* **WORK INSTRUCTION A**: Reproduce the passage of the Christopher Cross article from "The 69-year-old musician" to "of the virus." word for word.
* **WORK INSTRUCTION B**: In the Christopher Cross article, what syndrome was he diagnosed with?
* **WORK INSTRUCTION C**: Write a continuation of the article about Christopher Cross's COVID-19 ordeal, picking up after its final sentence.

* **GIVEN TEXT**:
In his first TV interview after battling COVID-19 in March, Christopher Cross talked about his scary ordeal with the disease. He told CBS correspondent Serena Altschul that it nearly killed him and he is still on medication from its side effects.
The "Sailing" singer said that he was not sure if he would pull through. He admitted that he turned to a higher power for help and had some conversations "with whoever he or she is."
"There was some, you know, come-to-Jesus moments or whatever, where I was looking for any help I could get ... to get out of this thing, because I wasn't sure," Cross told Altschul in his interview for "CBS Sunday Morning," which will air on Oct. 18.
"Just saying, you know, 'If you could just get me out of here, I will be a better person,'" he added.
The 69-year-old musician considered his battle with COVID-19 as the "worst 10 days" of his life as he could not walk and could barely move. He was diagnosed with Guillain-Barre Syndrome, which doctors believed was because of the virus.
"So, it was certainly the darkest of times for me, you know? It really was touch-and-go, and tough," he shared.

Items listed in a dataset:

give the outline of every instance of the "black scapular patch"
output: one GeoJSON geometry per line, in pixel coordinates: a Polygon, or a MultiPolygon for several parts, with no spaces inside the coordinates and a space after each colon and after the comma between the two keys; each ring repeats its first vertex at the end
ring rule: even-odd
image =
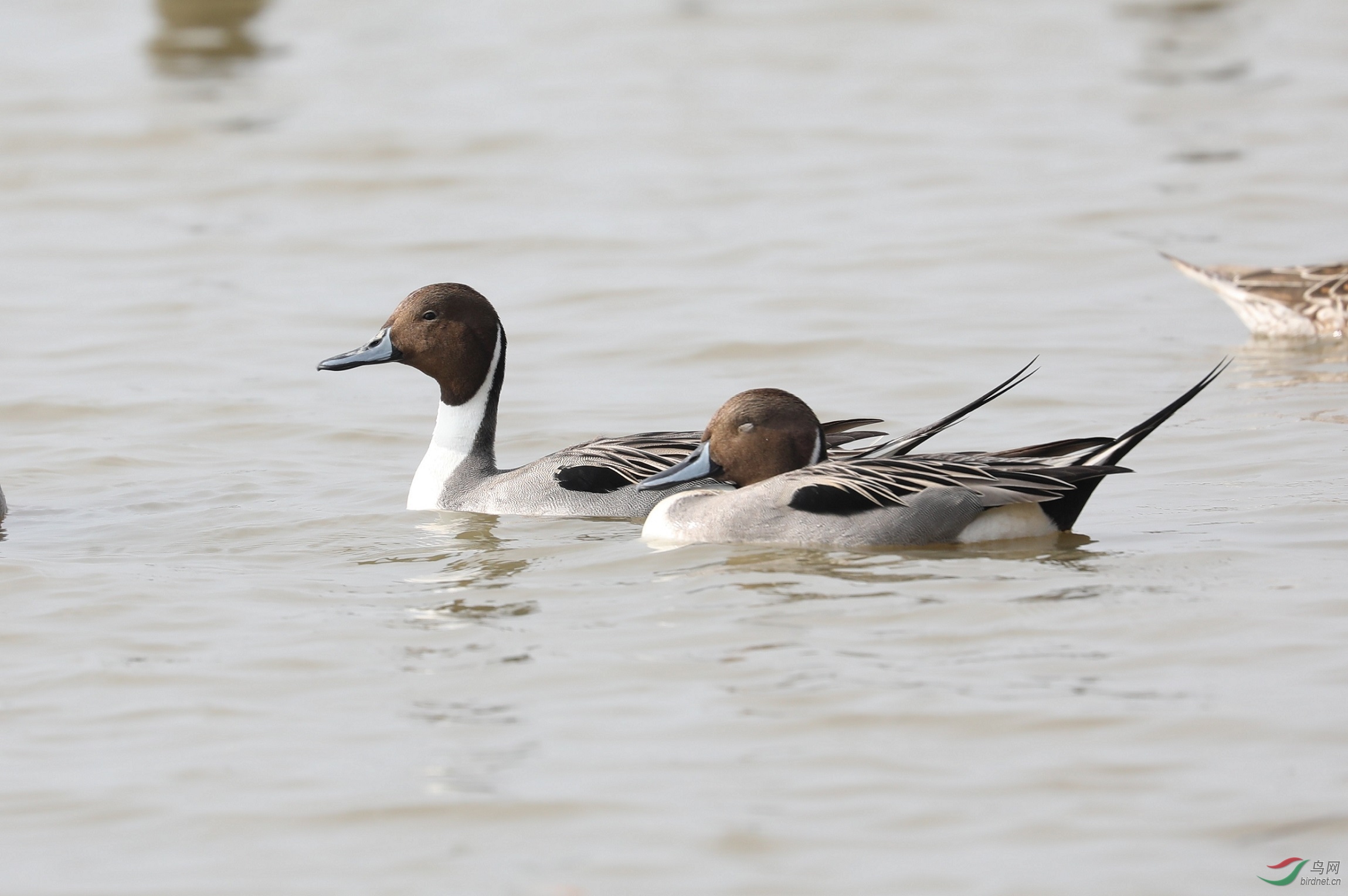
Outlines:
{"type": "Polygon", "coordinates": [[[797,511],[806,513],[830,513],[833,516],[851,516],[863,511],[874,511],[879,507],[875,501],[832,485],[806,485],[795,489],[791,504],[797,511]]]}
{"type": "Polygon", "coordinates": [[[631,480],[608,466],[563,466],[553,473],[553,478],[569,492],[593,492],[594,494],[608,494],[632,484],[631,480]]]}

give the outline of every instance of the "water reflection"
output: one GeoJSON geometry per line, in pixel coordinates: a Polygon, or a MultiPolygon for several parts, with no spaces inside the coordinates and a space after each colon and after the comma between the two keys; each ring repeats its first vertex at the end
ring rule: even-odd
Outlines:
{"type": "Polygon", "coordinates": [[[226,75],[256,58],[262,46],[248,23],[267,0],[155,0],[159,32],[150,55],[160,74],[179,78],[226,75]]]}
{"type": "Polygon", "coordinates": [[[1237,129],[1248,106],[1246,38],[1254,26],[1252,4],[1158,0],[1124,3],[1116,11],[1140,32],[1140,61],[1132,74],[1157,89],[1142,97],[1135,115],[1140,124],[1170,132],[1165,158],[1184,166],[1239,162],[1244,156],[1237,129]]]}
{"type": "Polygon", "coordinates": [[[1252,337],[1235,349],[1235,356],[1236,368],[1250,375],[1240,388],[1348,383],[1348,340],[1252,337]]]}
{"type": "Polygon", "coordinates": [[[1146,23],[1138,77],[1151,84],[1233,81],[1250,71],[1239,50],[1244,20],[1237,0],[1128,3],[1126,19],[1146,23]]]}

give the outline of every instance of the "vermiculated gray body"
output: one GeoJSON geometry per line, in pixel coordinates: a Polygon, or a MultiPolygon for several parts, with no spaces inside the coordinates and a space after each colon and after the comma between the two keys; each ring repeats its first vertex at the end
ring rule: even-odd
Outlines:
{"type": "Polygon", "coordinates": [[[791,508],[795,490],[794,484],[778,478],[735,492],[683,492],[655,509],[642,536],[656,543],[801,547],[950,544],[984,513],[975,492],[953,486],[925,489],[906,507],[878,507],[845,516],[791,508]]]}

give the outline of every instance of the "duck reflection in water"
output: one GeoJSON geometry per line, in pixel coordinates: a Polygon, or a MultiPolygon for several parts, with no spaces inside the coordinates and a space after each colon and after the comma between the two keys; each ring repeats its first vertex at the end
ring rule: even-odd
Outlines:
{"type": "Polygon", "coordinates": [[[155,0],[159,34],[150,42],[155,67],[170,77],[226,75],[262,54],[248,23],[267,0],[155,0]]]}

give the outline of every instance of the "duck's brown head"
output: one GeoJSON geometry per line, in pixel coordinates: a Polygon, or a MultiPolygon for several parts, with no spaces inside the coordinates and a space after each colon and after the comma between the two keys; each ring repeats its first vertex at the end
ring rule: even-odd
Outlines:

* **RESPONSE BOX A**:
The 69-year-old musician considered his battle with COVID-19 as the "worst 10 days" of his life as he could not walk and could barely move. He was diagnosed with Guillain-Barre Syndrome, which doctors believed was because of the virus.

* **RESPONSE BOX B**: Guillain-Barre Syndrome

* **RESPONSE BOX C**:
Guillain-Barre Syndrome is a rare disorder in which the body's immune system attacks the nerves. It can lead to paralysis and vision problems. Cross announced six months ago that he suffered from "temporary paralysis" and was unable to walk. He told Altschul that he is still on nerve pain medication but is thankfully no longer COVID-19 positive.
"Memory is a big deal, too. Just neurologically, I'm kind of a little foggy. Now I'm on medication ... a nerve pain medication, which also can cause some fogginess," he said adding, "But until I can get off it at some point, I won't know how clear I would be."
Cross believes he still has a long way to go for a full recovery as "most people with Guillain-Barre heal about 90% to 100% over about a year." He said he considers it his "obligation" to tell others about his experience with COVID-19 although he is "not a big celebrity." He encouraged people to wear masks and to take care of each other because the disease could attack anyone.